Write out the entries, please, from the line containing "the white shirt" through their final line, exactly and with nothing else.

(Natural language region descriptions)
---
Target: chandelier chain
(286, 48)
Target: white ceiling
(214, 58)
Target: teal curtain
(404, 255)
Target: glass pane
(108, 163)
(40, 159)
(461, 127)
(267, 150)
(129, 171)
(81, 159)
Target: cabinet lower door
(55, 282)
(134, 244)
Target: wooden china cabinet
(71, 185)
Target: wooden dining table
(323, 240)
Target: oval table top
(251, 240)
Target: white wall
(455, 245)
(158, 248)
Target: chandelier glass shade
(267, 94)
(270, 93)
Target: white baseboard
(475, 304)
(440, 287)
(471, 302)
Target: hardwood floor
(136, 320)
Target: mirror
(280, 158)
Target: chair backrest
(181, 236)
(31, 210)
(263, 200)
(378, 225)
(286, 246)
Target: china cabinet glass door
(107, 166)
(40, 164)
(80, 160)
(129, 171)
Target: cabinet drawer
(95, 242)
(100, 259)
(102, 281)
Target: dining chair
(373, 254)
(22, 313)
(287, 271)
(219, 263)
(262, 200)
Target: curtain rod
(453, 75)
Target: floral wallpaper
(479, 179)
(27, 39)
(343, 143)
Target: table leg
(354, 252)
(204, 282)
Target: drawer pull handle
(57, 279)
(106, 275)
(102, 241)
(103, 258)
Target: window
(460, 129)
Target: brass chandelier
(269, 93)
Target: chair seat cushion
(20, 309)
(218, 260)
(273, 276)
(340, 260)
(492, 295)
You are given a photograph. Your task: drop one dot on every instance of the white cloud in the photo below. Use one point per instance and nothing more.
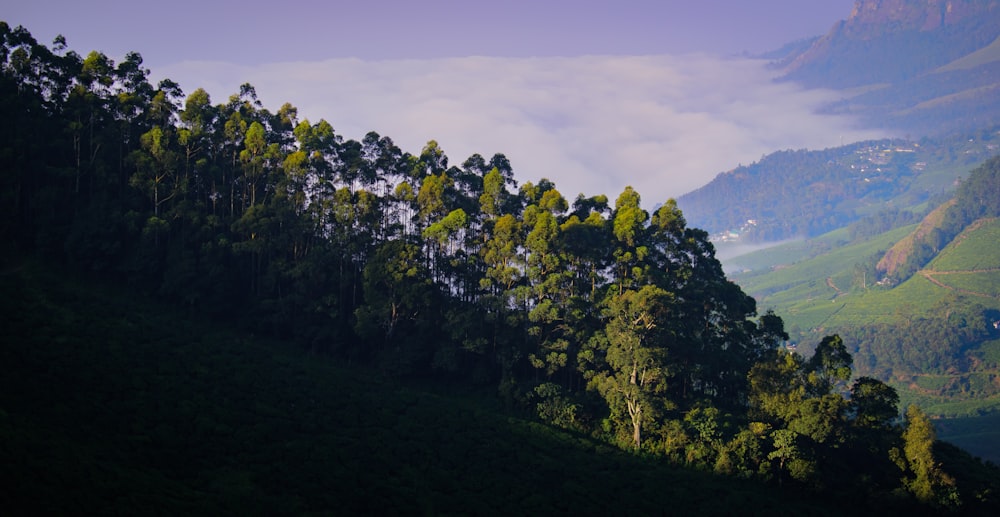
(663, 124)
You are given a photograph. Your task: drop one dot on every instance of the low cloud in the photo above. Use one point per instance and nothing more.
(664, 124)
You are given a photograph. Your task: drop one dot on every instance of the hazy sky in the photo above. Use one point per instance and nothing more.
(594, 95)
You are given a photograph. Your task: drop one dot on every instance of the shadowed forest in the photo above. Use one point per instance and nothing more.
(601, 318)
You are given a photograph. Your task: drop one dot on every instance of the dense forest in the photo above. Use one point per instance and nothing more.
(806, 193)
(599, 317)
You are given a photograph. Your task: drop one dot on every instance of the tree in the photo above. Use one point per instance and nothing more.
(874, 404)
(926, 481)
(631, 374)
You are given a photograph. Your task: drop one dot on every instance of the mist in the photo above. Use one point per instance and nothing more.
(665, 125)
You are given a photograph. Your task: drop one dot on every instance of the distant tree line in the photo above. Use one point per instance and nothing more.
(600, 317)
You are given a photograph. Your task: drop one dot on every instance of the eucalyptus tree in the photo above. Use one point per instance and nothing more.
(627, 363)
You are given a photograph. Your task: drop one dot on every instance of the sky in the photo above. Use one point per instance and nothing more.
(593, 95)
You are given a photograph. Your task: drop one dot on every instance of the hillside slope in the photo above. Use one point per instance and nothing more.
(914, 67)
(111, 404)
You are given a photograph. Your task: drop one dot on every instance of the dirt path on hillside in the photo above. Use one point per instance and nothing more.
(930, 276)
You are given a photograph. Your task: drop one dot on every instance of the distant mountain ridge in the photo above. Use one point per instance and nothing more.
(925, 70)
(894, 40)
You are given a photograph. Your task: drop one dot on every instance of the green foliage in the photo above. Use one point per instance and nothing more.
(615, 323)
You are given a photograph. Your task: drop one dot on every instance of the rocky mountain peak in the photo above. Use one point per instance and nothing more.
(923, 15)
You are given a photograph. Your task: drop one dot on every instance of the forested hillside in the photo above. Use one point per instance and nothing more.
(917, 305)
(918, 67)
(601, 318)
(806, 193)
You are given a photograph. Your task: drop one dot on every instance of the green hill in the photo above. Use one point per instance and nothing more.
(110, 404)
(933, 337)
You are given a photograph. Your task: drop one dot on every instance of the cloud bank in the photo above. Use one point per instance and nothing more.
(665, 125)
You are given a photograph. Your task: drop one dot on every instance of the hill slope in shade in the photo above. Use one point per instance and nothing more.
(112, 405)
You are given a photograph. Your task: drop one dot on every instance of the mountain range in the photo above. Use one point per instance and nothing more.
(882, 241)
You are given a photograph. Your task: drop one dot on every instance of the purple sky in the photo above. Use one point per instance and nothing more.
(592, 95)
(255, 31)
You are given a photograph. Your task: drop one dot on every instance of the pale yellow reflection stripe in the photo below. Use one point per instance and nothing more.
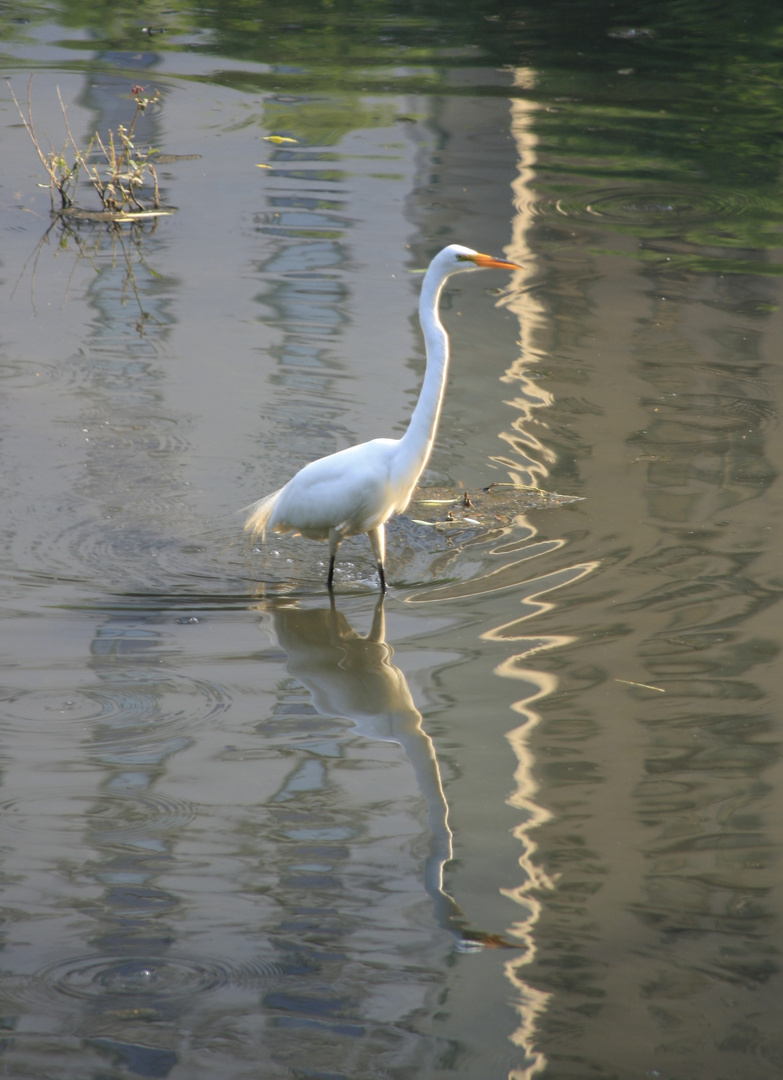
(527, 464)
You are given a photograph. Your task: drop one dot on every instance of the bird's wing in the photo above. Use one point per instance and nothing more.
(348, 490)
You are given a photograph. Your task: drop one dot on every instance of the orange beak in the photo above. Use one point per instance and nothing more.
(489, 262)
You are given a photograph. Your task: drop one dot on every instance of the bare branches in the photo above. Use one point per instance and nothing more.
(117, 178)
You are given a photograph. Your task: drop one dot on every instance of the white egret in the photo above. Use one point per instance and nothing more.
(358, 489)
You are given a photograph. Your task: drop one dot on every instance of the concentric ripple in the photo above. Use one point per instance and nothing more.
(659, 206)
(127, 714)
(118, 818)
(137, 982)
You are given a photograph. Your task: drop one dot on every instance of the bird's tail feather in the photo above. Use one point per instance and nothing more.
(259, 514)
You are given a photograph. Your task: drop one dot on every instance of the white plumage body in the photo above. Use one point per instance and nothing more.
(360, 488)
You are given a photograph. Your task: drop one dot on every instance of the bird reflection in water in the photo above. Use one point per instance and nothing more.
(353, 677)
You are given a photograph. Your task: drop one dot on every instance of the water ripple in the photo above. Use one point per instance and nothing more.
(133, 982)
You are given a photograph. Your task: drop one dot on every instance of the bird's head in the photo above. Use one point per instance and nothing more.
(456, 259)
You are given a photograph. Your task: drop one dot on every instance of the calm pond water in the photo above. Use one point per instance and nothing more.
(524, 818)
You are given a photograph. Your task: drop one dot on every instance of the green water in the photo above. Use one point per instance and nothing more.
(522, 819)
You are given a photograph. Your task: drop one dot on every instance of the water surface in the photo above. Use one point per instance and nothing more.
(522, 819)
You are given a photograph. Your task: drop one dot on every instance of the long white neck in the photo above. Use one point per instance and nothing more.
(416, 444)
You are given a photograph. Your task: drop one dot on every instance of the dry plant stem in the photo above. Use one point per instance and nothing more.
(54, 180)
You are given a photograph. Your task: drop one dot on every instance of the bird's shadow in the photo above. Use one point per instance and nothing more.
(353, 677)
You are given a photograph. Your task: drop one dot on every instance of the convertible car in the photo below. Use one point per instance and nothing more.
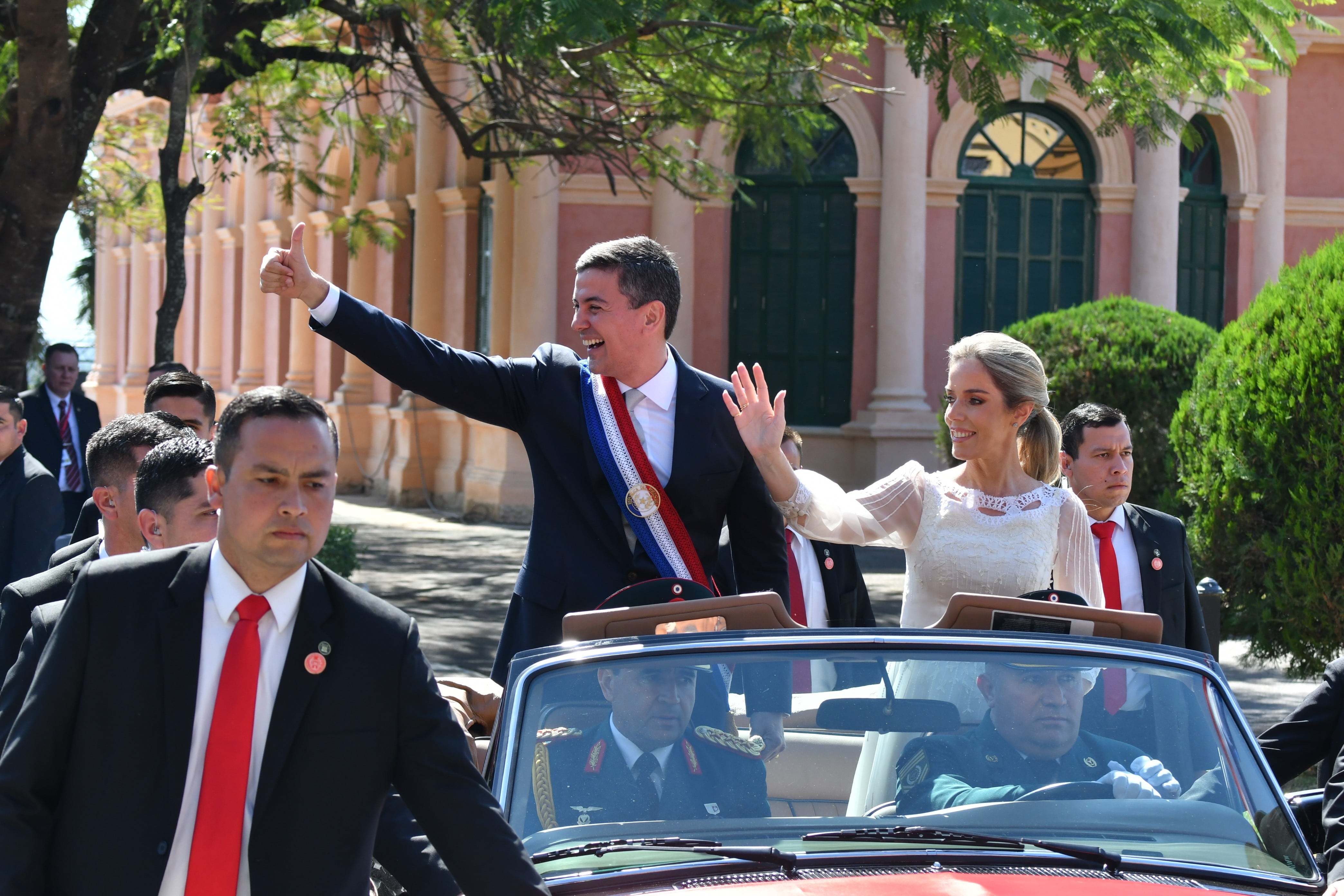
(913, 763)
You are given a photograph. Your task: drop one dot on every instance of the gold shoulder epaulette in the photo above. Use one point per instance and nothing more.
(742, 746)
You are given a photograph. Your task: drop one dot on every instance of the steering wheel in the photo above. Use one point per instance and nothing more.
(1070, 790)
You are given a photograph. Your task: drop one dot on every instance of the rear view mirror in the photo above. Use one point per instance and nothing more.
(885, 716)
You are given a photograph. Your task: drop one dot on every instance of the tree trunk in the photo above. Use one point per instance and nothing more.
(177, 195)
(58, 104)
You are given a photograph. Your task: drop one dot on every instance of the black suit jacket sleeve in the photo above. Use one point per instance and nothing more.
(437, 777)
(404, 850)
(1312, 734)
(492, 390)
(33, 766)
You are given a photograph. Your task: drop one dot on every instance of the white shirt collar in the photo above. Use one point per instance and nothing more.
(228, 590)
(630, 751)
(662, 387)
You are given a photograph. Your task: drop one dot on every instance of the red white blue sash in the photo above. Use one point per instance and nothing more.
(633, 481)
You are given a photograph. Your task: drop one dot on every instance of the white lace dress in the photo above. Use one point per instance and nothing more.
(952, 545)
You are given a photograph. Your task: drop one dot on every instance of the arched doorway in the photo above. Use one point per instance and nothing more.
(1202, 248)
(1025, 228)
(792, 277)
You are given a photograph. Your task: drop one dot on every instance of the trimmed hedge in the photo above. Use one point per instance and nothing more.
(1132, 357)
(1260, 445)
(338, 553)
---
-- Task output --
You are given a photograph. Your task: drop one dot on every instance of the white shirt collar in the photo above. Use one point per instance and nothing more.
(228, 590)
(630, 751)
(662, 387)
You are given a photograph. Your task: drop one dot on every instance of the red white blue sash in the photo above. Use one point per instance and nothing more.
(633, 481)
You are given a photograph. Your task: drop one dot on every instance of the white lace dress in the photo above. Use one point per instance and nothing more.
(952, 545)
You are given a photograph. Your task: drop one dot on every instance of the arched doorway in the photo above. Use one point per instance and nothing more.
(1202, 248)
(1025, 228)
(792, 277)
You are given a photograph. Your task: drop one dot on every instance of the trimmed hedge in the photo above. Use one point per instance and nothing more.
(1132, 357)
(1260, 445)
(338, 553)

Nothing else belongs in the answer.